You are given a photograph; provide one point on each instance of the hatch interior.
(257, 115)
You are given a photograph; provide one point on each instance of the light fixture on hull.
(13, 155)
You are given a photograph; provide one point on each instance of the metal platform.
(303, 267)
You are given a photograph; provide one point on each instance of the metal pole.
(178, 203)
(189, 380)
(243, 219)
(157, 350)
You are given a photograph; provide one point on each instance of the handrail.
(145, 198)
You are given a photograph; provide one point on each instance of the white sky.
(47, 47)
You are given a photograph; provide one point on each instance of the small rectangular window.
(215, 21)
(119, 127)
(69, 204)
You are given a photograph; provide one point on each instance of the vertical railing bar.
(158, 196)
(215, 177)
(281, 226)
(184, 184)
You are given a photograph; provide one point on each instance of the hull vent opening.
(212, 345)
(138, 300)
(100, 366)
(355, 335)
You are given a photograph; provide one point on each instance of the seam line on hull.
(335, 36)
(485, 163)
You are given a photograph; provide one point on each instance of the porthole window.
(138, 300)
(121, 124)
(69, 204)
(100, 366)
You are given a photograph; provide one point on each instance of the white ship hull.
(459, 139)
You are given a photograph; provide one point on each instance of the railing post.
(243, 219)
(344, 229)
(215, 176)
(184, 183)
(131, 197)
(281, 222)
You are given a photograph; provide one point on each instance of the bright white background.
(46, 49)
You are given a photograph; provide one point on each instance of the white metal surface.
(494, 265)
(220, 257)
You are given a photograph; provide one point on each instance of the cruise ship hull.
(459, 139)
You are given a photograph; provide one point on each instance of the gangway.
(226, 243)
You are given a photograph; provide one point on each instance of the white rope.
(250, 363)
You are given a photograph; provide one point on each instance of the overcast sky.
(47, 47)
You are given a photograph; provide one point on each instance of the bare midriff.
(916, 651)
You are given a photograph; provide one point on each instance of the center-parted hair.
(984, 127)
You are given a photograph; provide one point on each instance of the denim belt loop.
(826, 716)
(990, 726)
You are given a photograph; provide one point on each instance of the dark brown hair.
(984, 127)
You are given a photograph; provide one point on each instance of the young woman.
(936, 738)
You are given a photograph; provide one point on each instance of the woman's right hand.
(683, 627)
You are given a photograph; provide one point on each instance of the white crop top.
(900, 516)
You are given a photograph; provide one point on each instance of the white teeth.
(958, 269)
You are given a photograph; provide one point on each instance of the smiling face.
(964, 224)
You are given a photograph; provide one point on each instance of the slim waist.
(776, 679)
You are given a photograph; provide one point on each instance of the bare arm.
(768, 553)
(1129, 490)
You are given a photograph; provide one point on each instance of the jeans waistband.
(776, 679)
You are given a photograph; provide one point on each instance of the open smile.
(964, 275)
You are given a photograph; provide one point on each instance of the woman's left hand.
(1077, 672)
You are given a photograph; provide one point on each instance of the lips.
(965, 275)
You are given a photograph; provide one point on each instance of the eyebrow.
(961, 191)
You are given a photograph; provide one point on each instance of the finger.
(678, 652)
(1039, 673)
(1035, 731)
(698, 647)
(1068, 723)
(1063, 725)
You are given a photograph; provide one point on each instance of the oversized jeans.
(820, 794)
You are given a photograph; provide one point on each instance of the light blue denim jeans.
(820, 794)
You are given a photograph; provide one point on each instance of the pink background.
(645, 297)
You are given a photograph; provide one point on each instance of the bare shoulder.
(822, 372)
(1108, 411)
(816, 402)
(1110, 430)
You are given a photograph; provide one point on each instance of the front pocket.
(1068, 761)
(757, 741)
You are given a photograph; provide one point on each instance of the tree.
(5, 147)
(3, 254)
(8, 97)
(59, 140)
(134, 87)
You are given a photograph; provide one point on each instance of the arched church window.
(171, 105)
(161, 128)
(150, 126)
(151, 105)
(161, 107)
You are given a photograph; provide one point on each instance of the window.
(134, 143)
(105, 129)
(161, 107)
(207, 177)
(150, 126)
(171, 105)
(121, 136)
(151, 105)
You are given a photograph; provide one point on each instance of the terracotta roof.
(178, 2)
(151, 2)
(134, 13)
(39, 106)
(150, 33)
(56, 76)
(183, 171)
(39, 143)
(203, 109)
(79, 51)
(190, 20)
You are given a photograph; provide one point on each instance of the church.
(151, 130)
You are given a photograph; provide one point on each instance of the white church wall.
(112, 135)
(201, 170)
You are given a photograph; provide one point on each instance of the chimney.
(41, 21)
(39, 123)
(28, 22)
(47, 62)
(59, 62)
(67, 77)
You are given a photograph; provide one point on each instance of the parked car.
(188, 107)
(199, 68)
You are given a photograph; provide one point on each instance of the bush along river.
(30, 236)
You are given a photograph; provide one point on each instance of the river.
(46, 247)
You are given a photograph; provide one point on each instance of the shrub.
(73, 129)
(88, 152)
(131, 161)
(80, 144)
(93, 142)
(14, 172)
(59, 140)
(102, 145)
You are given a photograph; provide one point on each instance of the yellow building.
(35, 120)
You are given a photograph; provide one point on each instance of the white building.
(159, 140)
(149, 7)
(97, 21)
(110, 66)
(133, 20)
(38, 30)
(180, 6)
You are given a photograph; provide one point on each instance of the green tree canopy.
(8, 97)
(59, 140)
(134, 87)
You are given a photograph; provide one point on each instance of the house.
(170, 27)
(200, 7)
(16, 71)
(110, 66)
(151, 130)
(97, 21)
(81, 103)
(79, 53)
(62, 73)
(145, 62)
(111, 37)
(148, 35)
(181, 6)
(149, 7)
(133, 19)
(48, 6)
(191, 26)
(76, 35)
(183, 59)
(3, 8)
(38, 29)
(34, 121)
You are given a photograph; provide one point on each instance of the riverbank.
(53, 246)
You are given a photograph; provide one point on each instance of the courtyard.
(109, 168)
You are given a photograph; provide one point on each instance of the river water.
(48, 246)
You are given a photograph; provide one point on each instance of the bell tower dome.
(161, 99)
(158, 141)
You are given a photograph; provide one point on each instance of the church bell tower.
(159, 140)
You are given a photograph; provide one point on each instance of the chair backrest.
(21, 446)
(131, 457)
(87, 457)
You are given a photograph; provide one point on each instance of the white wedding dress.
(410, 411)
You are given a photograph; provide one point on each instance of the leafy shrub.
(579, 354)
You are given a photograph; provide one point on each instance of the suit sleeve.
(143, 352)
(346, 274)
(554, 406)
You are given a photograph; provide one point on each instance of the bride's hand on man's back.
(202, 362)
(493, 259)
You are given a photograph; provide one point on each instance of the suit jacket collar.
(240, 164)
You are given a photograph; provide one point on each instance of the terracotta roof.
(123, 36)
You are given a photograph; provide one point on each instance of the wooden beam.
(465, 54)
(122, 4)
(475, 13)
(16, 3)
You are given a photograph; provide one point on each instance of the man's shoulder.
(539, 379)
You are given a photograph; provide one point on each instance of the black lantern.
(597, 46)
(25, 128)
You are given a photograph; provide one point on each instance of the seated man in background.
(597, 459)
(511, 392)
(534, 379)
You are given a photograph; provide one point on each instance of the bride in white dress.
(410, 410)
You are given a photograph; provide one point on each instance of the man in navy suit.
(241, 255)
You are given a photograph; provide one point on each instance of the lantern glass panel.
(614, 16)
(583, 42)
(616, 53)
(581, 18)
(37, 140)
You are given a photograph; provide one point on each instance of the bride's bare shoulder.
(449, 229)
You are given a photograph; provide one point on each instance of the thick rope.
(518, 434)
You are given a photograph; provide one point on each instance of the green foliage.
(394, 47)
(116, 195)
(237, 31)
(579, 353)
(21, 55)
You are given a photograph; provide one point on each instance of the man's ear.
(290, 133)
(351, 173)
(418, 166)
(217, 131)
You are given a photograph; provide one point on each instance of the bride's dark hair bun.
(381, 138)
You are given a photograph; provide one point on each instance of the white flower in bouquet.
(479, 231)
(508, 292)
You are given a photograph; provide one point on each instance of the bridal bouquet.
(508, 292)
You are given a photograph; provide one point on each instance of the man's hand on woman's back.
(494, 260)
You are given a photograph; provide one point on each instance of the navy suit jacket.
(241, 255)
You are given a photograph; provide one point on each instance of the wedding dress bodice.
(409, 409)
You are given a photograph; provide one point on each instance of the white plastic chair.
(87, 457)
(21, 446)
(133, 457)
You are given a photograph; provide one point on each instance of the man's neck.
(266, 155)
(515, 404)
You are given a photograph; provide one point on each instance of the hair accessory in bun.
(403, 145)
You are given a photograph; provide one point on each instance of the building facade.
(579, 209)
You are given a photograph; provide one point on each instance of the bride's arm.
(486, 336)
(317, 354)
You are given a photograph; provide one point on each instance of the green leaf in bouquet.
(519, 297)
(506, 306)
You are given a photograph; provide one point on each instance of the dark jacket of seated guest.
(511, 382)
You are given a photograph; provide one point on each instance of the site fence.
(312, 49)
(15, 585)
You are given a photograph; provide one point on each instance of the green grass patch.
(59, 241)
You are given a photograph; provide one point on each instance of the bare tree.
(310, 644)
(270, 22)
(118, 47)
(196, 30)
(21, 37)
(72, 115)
:::
Return, unchanged, each line from the line containing "the site fence." through the last line of the material.

EXERCISE RESPONSE —
You are given a photograph; provide one point on each instance of the site fence.
(312, 49)
(15, 585)
You are given a photograph; provide one point on each instance of the green grass patch.
(59, 241)
You are given a photograph; provide one point on each instance of the bare tree.
(310, 644)
(270, 22)
(118, 47)
(196, 30)
(21, 37)
(72, 115)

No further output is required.